[Point annotations for photos]
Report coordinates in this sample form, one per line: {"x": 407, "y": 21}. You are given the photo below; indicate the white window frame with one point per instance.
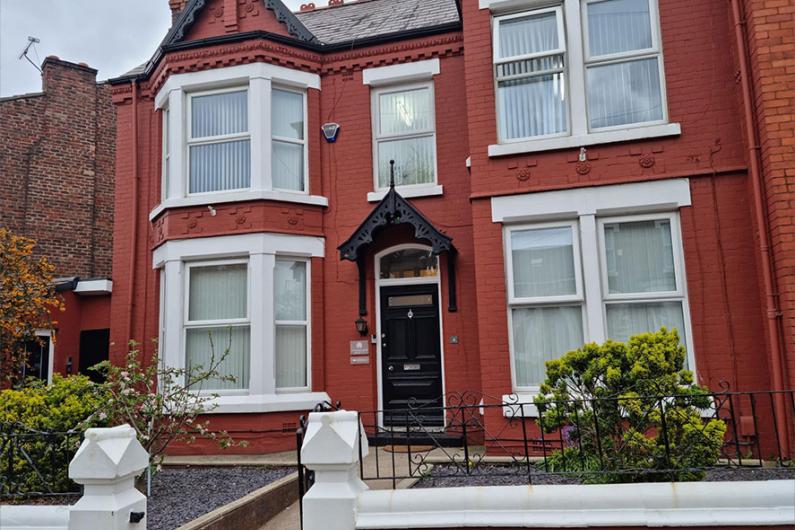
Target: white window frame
{"x": 303, "y": 142}
{"x": 166, "y": 147}
{"x": 258, "y": 78}
{"x": 593, "y": 61}
{"x": 260, "y": 250}
{"x": 677, "y": 295}
{"x": 574, "y": 300}
{"x": 211, "y": 140}
{"x": 577, "y": 60}
{"x": 220, "y": 323}
{"x": 378, "y": 138}
{"x": 595, "y": 282}
{"x": 561, "y": 50}
{"x": 307, "y": 323}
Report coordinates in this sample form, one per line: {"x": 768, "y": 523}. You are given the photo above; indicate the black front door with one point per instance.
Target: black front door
{"x": 411, "y": 360}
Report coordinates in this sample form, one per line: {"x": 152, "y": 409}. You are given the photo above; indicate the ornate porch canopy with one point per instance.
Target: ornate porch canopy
{"x": 395, "y": 210}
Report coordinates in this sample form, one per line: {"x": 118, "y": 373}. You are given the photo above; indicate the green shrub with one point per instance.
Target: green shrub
{"x": 629, "y": 412}
{"x": 40, "y": 461}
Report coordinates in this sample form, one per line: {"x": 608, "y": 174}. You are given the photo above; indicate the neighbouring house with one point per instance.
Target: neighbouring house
{"x": 57, "y": 156}
{"x": 564, "y": 171}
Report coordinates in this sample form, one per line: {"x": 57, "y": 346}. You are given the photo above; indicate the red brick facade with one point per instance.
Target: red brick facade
{"x": 57, "y": 156}
{"x": 720, "y": 244}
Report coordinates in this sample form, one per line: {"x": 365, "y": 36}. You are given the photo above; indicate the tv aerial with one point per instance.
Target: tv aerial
{"x": 32, "y": 41}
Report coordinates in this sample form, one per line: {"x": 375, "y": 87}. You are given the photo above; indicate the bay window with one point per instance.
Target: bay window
{"x": 217, "y": 326}
{"x": 288, "y": 125}
{"x": 558, "y": 300}
{"x": 219, "y": 145}
{"x": 241, "y": 305}
{"x": 579, "y": 73}
{"x": 404, "y": 128}
{"x": 292, "y": 323}
{"x": 236, "y": 134}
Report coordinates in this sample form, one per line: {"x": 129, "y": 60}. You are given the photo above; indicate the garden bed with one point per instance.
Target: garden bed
{"x": 448, "y": 476}
{"x": 180, "y": 495}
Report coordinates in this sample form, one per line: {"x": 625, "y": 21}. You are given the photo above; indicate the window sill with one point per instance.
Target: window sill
{"x": 408, "y": 193}
{"x": 511, "y": 408}
{"x": 265, "y": 403}
{"x": 567, "y": 142}
{"x": 238, "y": 196}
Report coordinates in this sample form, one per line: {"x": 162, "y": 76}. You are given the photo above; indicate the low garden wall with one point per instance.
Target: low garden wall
{"x": 339, "y": 500}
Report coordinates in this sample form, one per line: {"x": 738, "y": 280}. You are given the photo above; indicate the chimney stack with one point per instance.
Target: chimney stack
{"x": 176, "y": 8}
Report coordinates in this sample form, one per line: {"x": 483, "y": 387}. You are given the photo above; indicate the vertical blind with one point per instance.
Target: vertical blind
{"x": 218, "y": 300}
{"x": 639, "y": 257}
{"x": 287, "y": 122}
{"x": 406, "y": 135}
{"x": 543, "y": 262}
{"x": 531, "y": 91}
{"x": 629, "y": 91}
{"x": 222, "y": 161}
{"x": 541, "y": 334}
{"x": 290, "y": 280}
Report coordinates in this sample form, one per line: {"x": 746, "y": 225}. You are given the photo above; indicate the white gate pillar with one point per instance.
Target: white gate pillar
{"x": 107, "y": 464}
{"x": 331, "y": 450}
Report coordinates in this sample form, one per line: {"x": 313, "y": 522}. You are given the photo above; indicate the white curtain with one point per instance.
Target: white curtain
{"x": 405, "y": 112}
{"x": 287, "y": 119}
{"x": 414, "y": 161}
{"x": 290, "y": 280}
{"x": 206, "y": 346}
{"x": 216, "y": 294}
{"x": 626, "y": 320}
{"x": 617, "y": 26}
{"x": 622, "y": 93}
{"x": 640, "y": 257}
{"x": 288, "y": 166}
{"x": 541, "y": 334}
{"x": 543, "y": 262}
{"x": 527, "y": 35}
{"x": 219, "y": 114}
{"x": 287, "y": 116}
{"x": 220, "y": 166}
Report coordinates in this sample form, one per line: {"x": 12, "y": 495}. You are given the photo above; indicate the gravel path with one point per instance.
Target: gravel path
{"x": 491, "y": 475}
{"x": 182, "y": 494}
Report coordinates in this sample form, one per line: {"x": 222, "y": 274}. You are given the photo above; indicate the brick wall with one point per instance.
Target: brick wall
{"x": 770, "y": 26}
{"x": 57, "y": 168}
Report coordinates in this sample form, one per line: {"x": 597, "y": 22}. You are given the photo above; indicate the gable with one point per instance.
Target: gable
{"x": 202, "y": 19}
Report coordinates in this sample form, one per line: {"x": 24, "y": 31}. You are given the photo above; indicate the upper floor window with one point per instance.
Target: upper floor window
{"x": 404, "y": 130}
{"x": 219, "y": 143}
{"x": 237, "y": 133}
{"x": 288, "y": 148}
{"x": 582, "y": 67}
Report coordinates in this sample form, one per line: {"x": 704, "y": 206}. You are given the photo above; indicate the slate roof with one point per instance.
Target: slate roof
{"x": 373, "y": 18}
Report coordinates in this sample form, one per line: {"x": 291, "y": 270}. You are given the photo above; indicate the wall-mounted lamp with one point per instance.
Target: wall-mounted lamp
{"x": 331, "y": 131}
{"x": 361, "y": 326}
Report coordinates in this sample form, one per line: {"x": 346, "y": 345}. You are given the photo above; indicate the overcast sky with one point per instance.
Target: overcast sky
{"x": 112, "y": 36}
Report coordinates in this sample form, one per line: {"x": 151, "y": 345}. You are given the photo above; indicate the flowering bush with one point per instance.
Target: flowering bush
{"x": 630, "y": 412}
{"x": 41, "y": 428}
{"x": 161, "y": 403}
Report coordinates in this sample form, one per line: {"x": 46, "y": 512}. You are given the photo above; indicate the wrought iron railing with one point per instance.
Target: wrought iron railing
{"x": 35, "y": 463}
{"x": 520, "y": 441}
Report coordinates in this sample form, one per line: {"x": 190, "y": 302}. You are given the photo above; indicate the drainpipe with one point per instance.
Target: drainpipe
{"x": 134, "y": 234}
{"x": 760, "y": 212}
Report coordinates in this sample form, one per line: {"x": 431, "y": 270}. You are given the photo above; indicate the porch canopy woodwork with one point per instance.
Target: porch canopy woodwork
{"x": 395, "y": 210}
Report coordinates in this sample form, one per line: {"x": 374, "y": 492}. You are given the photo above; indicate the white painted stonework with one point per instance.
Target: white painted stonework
{"x": 340, "y": 501}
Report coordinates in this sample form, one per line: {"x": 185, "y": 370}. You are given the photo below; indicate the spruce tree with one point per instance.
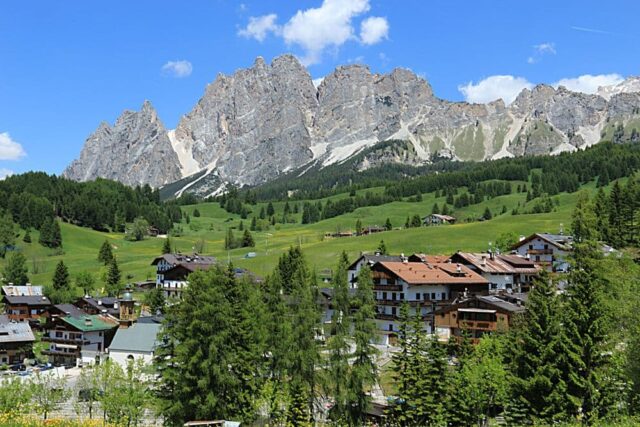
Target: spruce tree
{"x": 105, "y": 255}
{"x": 338, "y": 346}
{"x": 113, "y": 278}
{"x": 61, "y": 277}
{"x": 364, "y": 372}
{"x": 539, "y": 387}
{"x": 15, "y": 269}
{"x": 166, "y": 246}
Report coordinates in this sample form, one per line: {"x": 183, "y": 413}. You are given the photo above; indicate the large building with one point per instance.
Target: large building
{"x": 476, "y": 316}
{"x": 16, "y": 341}
{"x": 548, "y": 250}
{"x": 424, "y": 286}
{"x": 78, "y": 340}
{"x": 172, "y": 271}
{"x": 505, "y": 273}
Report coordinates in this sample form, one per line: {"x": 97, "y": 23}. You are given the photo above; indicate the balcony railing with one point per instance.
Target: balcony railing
{"x": 380, "y": 287}
{"x": 78, "y": 341}
{"x": 482, "y": 325}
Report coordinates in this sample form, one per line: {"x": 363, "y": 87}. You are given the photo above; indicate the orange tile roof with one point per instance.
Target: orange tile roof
{"x": 418, "y": 273}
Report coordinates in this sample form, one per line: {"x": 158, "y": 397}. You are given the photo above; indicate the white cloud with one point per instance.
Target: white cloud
{"x": 259, "y": 27}
{"x": 505, "y": 87}
{"x": 4, "y": 172}
{"x": 588, "y": 83}
{"x": 10, "y": 149}
{"x": 373, "y": 30}
{"x": 540, "y": 50}
{"x": 318, "y": 29}
{"x": 177, "y": 69}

_Do this_
Copy out exactly the lines between the line with "balcony railing with one point per instance." and the last line of the entries, counting both of those lines.

_Exercise response_
Report coordinates in this sample form, one per line: {"x": 97, "y": 23}. You are given the photo above; indicate the balcony railing with one point per instance.
Target: balcony railing
{"x": 380, "y": 287}
{"x": 78, "y": 341}
{"x": 482, "y": 325}
Report coordinates in this sample form, one per line: {"x": 363, "y": 87}. You are given the photo above; indicate the orange tile roof with one point per instance.
Target: orange tile roof
{"x": 418, "y": 273}
Report coordinates in this sample form, one per line: {"x": 158, "y": 397}. You are given the photo above; indicate the white cloud with one point per instance.
Target: white cloud
{"x": 259, "y": 27}
{"x": 505, "y": 87}
{"x": 4, "y": 172}
{"x": 588, "y": 83}
{"x": 10, "y": 149}
{"x": 373, "y": 30}
{"x": 540, "y": 50}
{"x": 318, "y": 29}
{"x": 177, "y": 69}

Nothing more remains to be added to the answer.